# Given task:
How many of the lines below contain the word "silver"? Reply with the number alone.
● ● ● ● ● ● ●
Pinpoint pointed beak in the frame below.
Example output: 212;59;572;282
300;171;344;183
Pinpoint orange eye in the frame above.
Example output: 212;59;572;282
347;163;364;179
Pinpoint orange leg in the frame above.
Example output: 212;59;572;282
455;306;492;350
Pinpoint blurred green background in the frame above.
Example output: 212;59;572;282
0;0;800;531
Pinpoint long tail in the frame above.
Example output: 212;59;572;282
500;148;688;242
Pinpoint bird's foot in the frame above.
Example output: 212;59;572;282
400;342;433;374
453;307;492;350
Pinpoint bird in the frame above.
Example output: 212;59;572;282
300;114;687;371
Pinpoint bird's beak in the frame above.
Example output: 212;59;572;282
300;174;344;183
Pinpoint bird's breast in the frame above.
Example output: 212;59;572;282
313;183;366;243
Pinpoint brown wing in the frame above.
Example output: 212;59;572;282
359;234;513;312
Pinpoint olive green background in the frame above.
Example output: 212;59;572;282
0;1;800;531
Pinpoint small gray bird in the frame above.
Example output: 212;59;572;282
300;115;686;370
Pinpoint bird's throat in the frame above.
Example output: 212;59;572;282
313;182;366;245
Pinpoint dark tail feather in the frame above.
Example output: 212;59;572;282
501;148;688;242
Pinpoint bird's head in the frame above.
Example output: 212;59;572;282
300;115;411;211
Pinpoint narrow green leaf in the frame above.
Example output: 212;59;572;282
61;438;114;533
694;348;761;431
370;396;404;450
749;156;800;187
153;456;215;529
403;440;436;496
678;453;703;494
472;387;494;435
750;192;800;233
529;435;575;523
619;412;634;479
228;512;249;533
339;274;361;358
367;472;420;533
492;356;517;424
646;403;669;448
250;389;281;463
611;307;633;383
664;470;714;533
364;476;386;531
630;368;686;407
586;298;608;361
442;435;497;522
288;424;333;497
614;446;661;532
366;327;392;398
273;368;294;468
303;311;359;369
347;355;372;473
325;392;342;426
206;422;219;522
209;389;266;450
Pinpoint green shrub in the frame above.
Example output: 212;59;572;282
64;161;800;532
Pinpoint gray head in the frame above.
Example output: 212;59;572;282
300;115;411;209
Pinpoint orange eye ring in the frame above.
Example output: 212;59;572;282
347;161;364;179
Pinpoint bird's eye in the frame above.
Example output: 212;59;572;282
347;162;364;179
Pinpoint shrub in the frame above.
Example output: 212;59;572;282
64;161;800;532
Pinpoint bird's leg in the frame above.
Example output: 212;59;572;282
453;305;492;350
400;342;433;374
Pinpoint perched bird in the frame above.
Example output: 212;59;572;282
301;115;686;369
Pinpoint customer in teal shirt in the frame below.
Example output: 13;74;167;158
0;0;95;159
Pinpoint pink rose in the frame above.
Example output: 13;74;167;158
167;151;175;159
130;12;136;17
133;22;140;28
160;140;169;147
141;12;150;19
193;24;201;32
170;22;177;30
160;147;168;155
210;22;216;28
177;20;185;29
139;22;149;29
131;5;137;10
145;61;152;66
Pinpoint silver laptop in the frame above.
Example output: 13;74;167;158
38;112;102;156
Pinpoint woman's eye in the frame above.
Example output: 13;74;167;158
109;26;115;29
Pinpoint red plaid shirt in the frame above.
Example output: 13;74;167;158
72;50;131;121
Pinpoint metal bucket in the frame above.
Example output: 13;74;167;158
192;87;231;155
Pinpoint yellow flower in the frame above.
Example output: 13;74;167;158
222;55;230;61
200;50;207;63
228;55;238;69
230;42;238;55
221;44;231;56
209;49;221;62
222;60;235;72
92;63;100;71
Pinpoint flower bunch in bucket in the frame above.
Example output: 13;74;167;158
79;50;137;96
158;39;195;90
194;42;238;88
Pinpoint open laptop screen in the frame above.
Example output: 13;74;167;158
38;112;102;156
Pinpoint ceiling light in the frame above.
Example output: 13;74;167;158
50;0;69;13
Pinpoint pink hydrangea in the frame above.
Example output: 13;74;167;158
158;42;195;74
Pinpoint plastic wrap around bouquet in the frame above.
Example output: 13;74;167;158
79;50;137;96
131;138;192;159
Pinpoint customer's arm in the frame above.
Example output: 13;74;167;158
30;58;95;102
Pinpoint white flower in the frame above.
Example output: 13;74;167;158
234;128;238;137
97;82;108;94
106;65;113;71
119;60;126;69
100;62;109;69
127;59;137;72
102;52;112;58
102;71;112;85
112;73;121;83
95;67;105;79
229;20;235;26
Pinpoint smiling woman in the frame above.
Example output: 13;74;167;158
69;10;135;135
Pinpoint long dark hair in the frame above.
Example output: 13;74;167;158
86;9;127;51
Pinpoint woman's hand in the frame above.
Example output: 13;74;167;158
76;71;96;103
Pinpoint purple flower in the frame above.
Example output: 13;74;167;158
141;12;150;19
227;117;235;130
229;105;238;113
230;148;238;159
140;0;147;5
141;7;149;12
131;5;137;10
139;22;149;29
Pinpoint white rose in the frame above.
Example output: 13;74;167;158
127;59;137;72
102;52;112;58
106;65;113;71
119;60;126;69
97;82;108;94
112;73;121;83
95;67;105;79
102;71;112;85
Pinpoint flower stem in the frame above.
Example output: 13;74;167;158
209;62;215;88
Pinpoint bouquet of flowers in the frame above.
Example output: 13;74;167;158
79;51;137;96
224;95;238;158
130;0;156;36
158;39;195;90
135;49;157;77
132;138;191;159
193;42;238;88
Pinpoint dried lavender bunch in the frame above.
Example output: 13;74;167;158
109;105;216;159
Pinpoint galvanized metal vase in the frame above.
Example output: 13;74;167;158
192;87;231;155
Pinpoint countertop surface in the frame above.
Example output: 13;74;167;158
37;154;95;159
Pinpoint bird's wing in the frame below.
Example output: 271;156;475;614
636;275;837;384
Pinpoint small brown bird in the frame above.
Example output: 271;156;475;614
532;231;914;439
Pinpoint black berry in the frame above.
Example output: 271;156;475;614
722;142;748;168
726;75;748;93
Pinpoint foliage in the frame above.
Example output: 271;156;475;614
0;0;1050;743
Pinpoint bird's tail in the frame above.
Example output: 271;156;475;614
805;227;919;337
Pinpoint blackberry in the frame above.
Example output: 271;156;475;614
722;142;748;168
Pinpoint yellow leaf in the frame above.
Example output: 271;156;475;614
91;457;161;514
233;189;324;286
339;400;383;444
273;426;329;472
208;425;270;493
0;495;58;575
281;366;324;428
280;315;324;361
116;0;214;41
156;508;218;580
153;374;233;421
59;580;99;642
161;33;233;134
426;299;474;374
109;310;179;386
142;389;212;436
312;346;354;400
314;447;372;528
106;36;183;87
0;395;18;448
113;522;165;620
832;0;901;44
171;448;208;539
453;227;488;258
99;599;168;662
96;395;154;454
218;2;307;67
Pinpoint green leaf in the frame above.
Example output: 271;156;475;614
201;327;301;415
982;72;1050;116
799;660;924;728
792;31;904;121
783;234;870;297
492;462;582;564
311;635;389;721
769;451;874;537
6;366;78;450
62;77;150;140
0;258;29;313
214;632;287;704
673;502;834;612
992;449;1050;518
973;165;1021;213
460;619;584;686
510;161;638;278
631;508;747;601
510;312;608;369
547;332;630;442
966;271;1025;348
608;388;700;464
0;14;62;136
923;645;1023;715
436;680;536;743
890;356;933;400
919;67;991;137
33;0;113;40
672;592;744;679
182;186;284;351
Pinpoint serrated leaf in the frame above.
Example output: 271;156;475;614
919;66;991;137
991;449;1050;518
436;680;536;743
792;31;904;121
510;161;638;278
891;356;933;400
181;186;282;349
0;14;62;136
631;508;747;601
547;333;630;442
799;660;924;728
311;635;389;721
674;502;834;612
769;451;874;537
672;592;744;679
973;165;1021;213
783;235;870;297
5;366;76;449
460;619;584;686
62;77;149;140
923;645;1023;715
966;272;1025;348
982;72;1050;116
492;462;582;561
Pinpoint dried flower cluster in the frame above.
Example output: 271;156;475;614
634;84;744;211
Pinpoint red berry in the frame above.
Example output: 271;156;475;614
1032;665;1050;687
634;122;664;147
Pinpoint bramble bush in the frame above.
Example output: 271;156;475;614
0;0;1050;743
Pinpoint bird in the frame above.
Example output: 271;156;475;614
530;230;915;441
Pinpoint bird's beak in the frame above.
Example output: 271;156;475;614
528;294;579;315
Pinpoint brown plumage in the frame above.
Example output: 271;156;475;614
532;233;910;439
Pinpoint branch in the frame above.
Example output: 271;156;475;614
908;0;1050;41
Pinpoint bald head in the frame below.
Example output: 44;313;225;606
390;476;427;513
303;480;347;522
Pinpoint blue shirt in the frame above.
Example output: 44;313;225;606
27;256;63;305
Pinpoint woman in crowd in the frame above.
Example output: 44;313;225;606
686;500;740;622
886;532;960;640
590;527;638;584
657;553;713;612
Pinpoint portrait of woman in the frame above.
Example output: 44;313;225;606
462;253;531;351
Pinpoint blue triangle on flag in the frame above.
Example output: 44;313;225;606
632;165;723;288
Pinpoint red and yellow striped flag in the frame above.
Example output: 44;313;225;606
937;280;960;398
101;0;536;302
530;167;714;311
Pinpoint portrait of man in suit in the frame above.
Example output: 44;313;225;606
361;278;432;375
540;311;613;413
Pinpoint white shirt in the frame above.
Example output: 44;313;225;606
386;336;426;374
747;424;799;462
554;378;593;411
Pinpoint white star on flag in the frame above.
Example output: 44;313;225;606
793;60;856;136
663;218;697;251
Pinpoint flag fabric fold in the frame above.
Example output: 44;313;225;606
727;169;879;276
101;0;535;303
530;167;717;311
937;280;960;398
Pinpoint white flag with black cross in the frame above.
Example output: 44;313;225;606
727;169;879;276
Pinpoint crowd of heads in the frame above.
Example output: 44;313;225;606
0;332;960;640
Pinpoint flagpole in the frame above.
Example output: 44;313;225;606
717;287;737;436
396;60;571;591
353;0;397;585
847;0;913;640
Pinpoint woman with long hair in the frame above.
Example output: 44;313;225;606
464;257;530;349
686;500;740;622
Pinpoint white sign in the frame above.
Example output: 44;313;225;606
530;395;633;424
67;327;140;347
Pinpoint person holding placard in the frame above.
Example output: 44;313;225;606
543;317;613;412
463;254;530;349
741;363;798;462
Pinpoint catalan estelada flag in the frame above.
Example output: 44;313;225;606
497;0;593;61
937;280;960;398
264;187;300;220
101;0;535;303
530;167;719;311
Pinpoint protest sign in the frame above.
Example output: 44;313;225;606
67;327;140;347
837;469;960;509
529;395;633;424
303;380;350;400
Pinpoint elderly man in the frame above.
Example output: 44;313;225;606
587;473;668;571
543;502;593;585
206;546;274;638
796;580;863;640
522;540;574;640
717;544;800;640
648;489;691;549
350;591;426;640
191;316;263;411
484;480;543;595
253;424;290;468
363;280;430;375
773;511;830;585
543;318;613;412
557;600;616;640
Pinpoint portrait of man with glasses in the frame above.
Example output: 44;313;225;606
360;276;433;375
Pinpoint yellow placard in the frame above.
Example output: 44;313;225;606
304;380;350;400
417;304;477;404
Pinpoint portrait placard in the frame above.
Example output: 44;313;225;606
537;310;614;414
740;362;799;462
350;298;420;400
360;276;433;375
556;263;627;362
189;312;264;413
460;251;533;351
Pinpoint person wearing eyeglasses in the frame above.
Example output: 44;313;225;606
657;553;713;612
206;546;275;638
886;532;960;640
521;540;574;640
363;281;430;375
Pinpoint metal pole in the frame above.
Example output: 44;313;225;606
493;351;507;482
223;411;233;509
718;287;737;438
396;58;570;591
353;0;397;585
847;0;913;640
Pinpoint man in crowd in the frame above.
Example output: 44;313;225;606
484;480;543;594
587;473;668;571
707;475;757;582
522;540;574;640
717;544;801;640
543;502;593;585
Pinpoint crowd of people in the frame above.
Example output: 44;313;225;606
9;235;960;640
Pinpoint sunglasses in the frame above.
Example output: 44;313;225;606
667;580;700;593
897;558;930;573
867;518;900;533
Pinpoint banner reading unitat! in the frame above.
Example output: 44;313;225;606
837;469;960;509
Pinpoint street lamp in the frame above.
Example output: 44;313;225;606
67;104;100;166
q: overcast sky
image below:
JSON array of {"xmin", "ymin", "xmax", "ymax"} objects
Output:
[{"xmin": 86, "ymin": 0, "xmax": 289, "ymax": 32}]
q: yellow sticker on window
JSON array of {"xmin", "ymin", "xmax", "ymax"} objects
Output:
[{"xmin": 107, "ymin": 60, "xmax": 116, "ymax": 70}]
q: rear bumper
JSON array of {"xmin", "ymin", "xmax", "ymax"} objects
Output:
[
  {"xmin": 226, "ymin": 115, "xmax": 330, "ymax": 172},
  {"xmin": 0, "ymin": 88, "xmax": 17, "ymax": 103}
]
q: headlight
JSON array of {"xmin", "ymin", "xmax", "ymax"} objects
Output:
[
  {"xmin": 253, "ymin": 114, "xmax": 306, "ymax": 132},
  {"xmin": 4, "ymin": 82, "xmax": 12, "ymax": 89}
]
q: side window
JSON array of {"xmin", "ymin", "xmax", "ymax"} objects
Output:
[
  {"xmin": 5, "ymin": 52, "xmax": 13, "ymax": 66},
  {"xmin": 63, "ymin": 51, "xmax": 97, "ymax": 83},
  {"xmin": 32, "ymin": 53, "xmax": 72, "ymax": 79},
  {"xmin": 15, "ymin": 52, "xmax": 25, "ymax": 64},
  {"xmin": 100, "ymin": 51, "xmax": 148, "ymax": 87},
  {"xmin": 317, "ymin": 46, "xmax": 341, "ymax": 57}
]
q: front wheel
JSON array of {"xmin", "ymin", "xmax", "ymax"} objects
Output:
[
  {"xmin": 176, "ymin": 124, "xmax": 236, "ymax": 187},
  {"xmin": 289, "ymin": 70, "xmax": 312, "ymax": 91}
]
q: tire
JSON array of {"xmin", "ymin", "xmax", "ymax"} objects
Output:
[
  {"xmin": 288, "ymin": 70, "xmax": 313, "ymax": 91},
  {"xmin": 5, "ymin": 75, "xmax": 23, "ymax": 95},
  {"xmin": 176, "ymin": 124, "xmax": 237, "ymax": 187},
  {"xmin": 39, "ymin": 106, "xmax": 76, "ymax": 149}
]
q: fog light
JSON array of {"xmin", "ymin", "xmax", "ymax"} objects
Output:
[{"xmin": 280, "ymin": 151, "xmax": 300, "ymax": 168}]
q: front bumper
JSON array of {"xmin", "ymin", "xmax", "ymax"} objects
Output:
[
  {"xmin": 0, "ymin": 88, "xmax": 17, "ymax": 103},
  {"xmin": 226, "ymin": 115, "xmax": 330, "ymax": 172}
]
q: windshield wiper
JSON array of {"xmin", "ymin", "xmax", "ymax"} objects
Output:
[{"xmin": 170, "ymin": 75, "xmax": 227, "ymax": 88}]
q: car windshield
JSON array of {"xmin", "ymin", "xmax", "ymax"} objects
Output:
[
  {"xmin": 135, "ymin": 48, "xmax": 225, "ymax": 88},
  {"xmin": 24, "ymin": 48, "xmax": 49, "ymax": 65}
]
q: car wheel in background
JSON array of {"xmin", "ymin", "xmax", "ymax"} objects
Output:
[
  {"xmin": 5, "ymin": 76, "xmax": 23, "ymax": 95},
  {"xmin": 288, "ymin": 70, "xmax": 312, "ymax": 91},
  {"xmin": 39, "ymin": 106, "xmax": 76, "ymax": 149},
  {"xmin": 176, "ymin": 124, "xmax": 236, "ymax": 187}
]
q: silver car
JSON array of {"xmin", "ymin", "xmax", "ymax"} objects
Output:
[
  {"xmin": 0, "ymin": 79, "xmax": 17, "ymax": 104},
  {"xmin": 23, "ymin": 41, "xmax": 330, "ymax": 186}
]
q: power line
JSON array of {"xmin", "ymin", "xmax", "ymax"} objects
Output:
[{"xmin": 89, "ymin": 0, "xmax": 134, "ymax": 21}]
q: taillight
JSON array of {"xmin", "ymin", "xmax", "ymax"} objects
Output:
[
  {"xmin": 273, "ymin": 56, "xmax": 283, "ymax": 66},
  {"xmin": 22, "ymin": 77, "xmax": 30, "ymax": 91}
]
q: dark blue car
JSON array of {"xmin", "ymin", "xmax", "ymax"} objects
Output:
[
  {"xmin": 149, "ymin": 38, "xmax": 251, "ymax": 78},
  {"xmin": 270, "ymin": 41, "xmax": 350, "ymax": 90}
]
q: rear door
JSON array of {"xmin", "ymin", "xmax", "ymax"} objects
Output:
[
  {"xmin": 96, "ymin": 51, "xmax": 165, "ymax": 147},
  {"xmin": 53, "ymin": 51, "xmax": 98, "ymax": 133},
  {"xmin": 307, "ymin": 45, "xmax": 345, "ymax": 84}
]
● ● ● ● ● ● ●
# Correct result:
2